Hmmm, I though that you were supposed to avoid loading the cat with creosote because when you burn it off, ash remains and keeps the smoke from contacting the catalyst...
Getting some pipe cleaners today. Gonna burn tonight and I'd like to see if, with a clean combustor, the stove will burn all the smoke. Hard to believe the cat would be compromised after only a month or so of burning, but I was guilty of trying to see how soon I could engage as I played with the new stove; Maybe I ashed it up pretty bad...

leeave96 said:
To somehow direct the user to limit the flames - short of warping metal, to save something inside the stove seems like a design flaw or unnecessary limitation. I am hopeful the new SS cat will allow me to burn my stove safely and hot - not dance around with saving the cat instead of maximizing the heat from the stove.
Yep.
 
Update: Received my new cat combuster today :)

Bad News: It's to warm to burn :(

The new combuster's stainless steel structure is very thin, almost looks like corrigated carboard cross-section. I hope this sucker works!

If it get's colder between now and next fall, I'll give it a try. I gather that flame impingement and thermal shock damaged are pretty much minimized with this stainless steel vs the ceramic - we'll see.

Bill
 
I removed the cat from the 'stone tonight. My other cats are constantly preening themselves, but this one I have to clean. ;-)
I used pipe cleaners, which dislodged a bit of ash, then vacuumed lightly. No real damage that I could see. A little ceramic was broken along one edge, but that could have happened during assembly...or not.
So I reinstalled it and lit a load. I saw the same thing that I mentioned in my "Keystone stack smoking?" thread; After engaging, cat was glowing and I had flame in the box, but saw smoke coming out the stack. I didn't quite have 250 on the stove top. Then when it got to 250, even though the cat wasn't glowing very brightly, all of the smoke was getting burned. So my solution could be as simple as that; Make sure the stove top is at 250 before engaging. I don't understand why that should make a difference if the cat is glowing, but apparently it does.

→ **Stated exercise**
Transcribe, word for word, the part of the stove combustor thread above that opens with the words "If it get's" and closes with "to clean. ;-)".

→ **Extracted records**
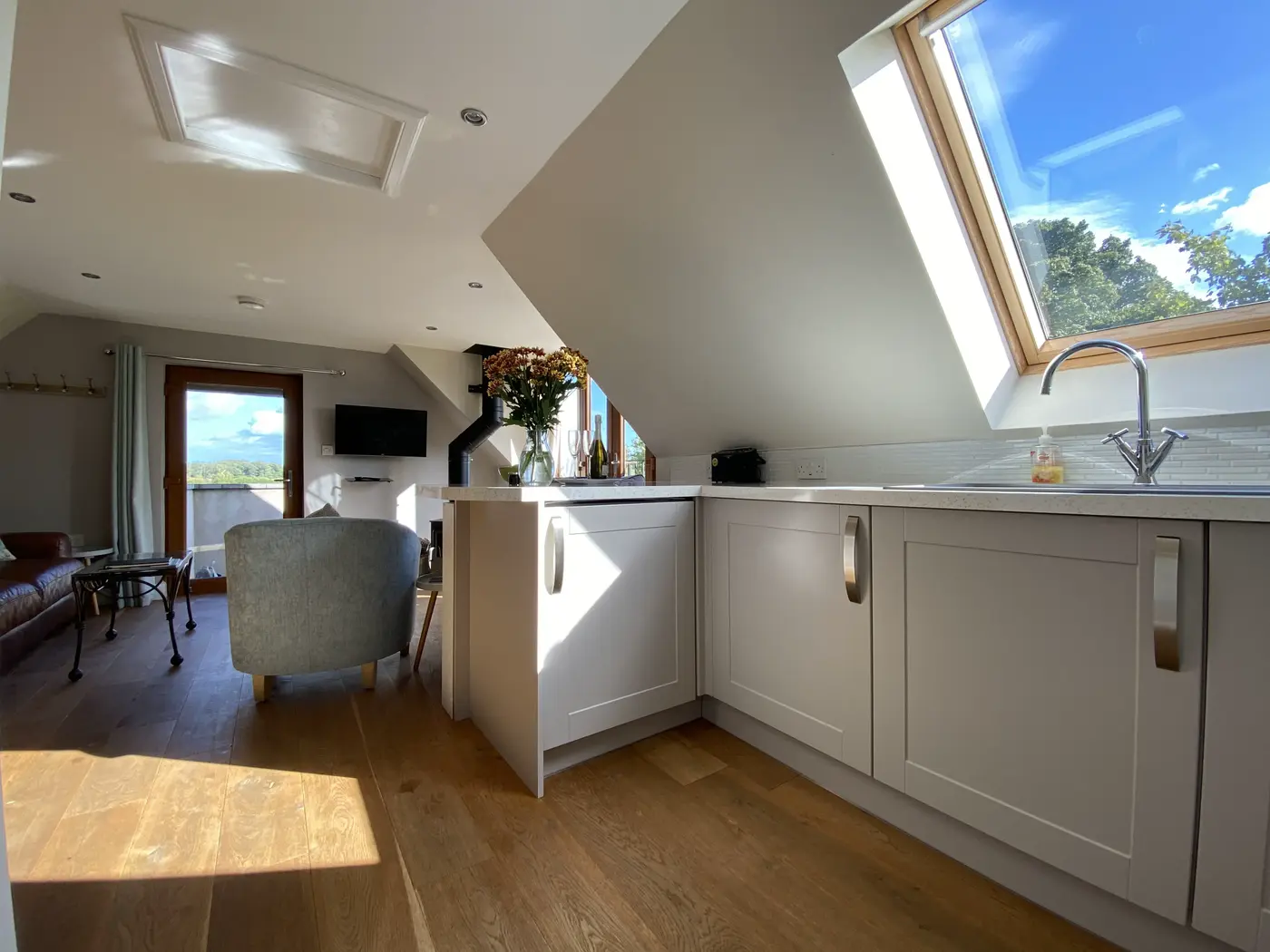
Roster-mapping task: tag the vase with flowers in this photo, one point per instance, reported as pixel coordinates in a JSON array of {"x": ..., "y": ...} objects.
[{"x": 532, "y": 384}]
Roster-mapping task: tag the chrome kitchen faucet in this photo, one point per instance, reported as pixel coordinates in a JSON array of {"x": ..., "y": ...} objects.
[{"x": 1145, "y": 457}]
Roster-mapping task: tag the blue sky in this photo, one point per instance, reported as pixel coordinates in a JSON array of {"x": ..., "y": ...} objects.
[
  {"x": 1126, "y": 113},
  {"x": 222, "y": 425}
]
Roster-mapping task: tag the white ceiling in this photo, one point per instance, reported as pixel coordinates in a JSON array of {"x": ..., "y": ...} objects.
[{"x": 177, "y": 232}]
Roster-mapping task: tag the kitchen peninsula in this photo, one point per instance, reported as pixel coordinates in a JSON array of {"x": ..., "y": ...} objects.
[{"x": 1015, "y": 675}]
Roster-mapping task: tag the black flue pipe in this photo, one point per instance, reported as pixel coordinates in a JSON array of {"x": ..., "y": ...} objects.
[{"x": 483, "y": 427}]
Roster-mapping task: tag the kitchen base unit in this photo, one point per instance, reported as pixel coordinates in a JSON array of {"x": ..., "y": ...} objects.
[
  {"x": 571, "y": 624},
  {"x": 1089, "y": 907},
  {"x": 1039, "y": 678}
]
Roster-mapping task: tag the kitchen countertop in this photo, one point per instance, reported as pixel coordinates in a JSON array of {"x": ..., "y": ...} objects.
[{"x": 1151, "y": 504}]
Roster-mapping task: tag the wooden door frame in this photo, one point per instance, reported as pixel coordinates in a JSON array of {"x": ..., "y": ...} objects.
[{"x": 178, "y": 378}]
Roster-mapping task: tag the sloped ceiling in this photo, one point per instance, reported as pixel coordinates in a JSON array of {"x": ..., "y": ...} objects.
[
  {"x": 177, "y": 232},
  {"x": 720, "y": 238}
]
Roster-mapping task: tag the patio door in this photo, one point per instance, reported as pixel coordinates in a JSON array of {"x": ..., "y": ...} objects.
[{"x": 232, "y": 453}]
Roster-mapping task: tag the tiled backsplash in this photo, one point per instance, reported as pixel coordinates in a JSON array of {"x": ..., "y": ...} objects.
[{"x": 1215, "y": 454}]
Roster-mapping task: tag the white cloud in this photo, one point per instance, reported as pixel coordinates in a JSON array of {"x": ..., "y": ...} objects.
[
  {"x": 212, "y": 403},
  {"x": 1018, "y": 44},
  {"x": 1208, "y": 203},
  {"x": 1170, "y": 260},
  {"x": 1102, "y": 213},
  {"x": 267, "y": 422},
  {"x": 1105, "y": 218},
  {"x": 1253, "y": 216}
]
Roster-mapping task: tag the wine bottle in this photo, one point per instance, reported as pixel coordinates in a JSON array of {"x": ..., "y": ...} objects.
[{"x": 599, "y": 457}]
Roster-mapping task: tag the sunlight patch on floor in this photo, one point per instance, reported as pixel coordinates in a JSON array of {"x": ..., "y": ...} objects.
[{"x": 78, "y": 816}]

→ **The solution**
If it get's colder between now and next fall, I'll give it a try. I gather that flame impingement and thermal shock damaged are pretty much minimized with this stainless steel vs the ceramic - we'll see.

Bill
 
I removed the cat from the 'stone tonight. My other cats are constantly preening themselves, but this one I have to clean. ;-)